--- Information given ---

--------------------

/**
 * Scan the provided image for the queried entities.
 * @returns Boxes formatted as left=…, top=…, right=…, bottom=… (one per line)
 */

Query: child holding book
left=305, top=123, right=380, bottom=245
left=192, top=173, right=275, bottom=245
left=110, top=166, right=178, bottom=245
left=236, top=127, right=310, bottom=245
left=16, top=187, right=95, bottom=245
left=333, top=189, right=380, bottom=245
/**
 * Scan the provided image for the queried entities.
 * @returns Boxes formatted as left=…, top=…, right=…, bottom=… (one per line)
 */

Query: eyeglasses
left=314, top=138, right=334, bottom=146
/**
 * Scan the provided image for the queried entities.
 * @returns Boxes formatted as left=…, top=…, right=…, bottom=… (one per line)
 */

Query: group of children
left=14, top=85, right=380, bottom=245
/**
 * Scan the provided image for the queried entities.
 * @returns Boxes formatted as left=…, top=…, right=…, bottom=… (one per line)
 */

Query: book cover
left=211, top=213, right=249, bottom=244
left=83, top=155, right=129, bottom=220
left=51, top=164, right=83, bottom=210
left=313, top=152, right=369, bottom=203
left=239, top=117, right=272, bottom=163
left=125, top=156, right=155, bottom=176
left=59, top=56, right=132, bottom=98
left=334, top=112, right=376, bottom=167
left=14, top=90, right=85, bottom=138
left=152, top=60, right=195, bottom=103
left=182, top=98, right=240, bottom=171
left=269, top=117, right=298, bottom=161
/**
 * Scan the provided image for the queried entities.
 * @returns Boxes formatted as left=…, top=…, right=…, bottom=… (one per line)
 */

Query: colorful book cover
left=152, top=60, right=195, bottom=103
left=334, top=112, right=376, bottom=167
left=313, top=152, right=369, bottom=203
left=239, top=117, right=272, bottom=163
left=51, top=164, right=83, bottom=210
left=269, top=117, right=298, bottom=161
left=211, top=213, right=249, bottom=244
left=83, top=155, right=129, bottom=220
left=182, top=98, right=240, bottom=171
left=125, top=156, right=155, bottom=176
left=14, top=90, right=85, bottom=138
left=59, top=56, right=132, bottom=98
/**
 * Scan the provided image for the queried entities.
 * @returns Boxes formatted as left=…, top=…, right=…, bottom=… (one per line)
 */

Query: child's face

--------------------

--- Request ---
Update all the rows above, replacing "book cover" with "book jacket" and leaving everything else unchanged.

--- Exercise response ---
/**
 * Scan the provided image for the queried entities.
 * @returns Boxes formatted as left=…, top=…, right=…, bottom=… (one per line)
 */

Query: child holding book
left=305, top=123, right=380, bottom=245
left=192, top=173, right=275, bottom=245
left=110, top=166, right=178, bottom=245
left=236, top=127, right=310, bottom=245
left=16, top=187, right=95, bottom=245
left=333, top=189, right=380, bottom=245
/**
 * Scan the provided image for the queried entities.
 * @returns Boxes formatted as left=…, top=…, right=…, bottom=… (one per line)
 */

Query: eyeglasses
left=314, top=138, right=334, bottom=146
/**
 * Scan the provided image for the queried entities.
 * @returns Boxes formatted as left=…, top=…, right=…, bottom=… (one per line)
 */

Query: group of children
left=14, top=85, right=380, bottom=245
/**
 * Scan the provided image for the queried entities.
 * @returns Boxes formatted as left=…, top=…, right=…, bottom=… (one per line)
 */

Query: book jacket
left=211, top=213, right=249, bottom=244
left=83, top=155, right=129, bottom=220
left=51, top=164, right=83, bottom=210
left=313, top=152, right=369, bottom=203
left=239, top=117, right=272, bottom=163
left=125, top=156, right=155, bottom=176
left=59, top=56, right=132, bottom=98
left=334, top=112, right=376, bottom=167
left=14, top=90, right=85, bottom=138
left=152, top=60, right=195, bottom=103
left=182, top=98, right=240, bottom=171
left=269, top=117, right=298, bottom=161
/**
 * Scan the provided image for the queried entities.
 * @returns Boxes formatted as left=…, top=…, right=…, bottom=… (one per line)
 */

Query: colorful book jacket
left=152, top=60, right=195, bottom=103
left=334, top=112, right=376, bottom=167
left=313, top=152, right=369, bottom=203
left=239, top=117, right=272, bottom=163
left=51, top=164, right=83, bottom=210
left=269, top=117, right=298, bottom=161
left=211, top=213, right=249, bottom=244
left=83, top=155, right=129, bottom=220
left=182, top=98, right=240, bottom=171
left=125, top=156, right=155, bottom=176
left=14, top=90, right=85, bottom=138
left=59, top=56, right=132, bottom=98
/**
 * Scan the provided image for the queried entities.
 * @returns Boxes formatted as left=…, top=…, right=…, bottom=… (one per line)
 */

Query: child's face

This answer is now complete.